(EXTRACT PROVIDED Opens)

Two big sets of issues remain, however.

First, how exactly will the accord be fleshed out--which taxes will be cut in what manner, and what program changes will be made to reduce the growth of spending? Each may encounter far more political hurdles than the broad outline of the agreement did.

Second and more important, the accord did little to deal with the far more important long-run budgetary problems confronting the nation. These amount to trillions--not billions--of dollars and will be far more difficult to deal with politically. Balancing the budget by 2002 pales in comparison to the bigger problems that are largely being driven by the upcoming demographic transitions when the baby boomers begin to retire in 2010.

Good news on revenue projections at the eleventh hour (an extra $45 billion per year) from a stronger economy relieved budget negotiators from virtually all the difficult decisions. Most of the cuts were deferred until after Clinton leaves office. And many one-time savings will occur in 2002 from asset sales.

The broad outlines of the agreement are as follows:

* $85 billion in net tax cuts include $135 billion in cuts offset by $50 billion of increases over five years.

* The tax cuts come from child income credits, capital gains tax cuts, estate tax relief and expanded individual retirement accounts.

* The revenue increases will include an extension of the airline ticket tax.

*Domestic spending will rise $20 billion less than currently projected, although more money will be shifted to Clinton's priorities.

* About $20 billion will be used to extend health insurance to children of working poor people and restore some welfare benefits for legal immigrants.

* Medicare is expected to grow $115 billion less than projected over five years from "clamping down on providers."

(EXTRACT PROVIDED Closes)
(RECORDS PROVIDED Opens)

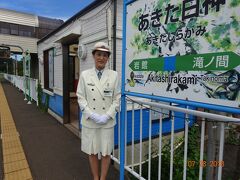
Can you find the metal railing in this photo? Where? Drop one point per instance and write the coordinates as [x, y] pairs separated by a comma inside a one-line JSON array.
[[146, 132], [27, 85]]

(RECORDS PROVIDED Closes)
(RECORDS PROVIDED Opens)

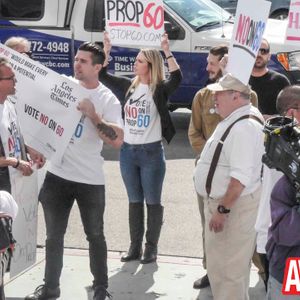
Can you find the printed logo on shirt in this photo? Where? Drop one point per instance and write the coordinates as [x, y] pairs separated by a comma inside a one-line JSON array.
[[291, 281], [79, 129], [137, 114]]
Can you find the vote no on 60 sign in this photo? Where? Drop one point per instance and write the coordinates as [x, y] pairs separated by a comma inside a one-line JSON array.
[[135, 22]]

(RECORDS PROVIDED Closes)

» PROBLEM TO WORK ON: In the budget accord excerpt, how large are the net tax cuts over five years? The entries come from a separate source and have no connection to the budget accord excerpt.

» RESULT OF THE EXERCISE: $85 billion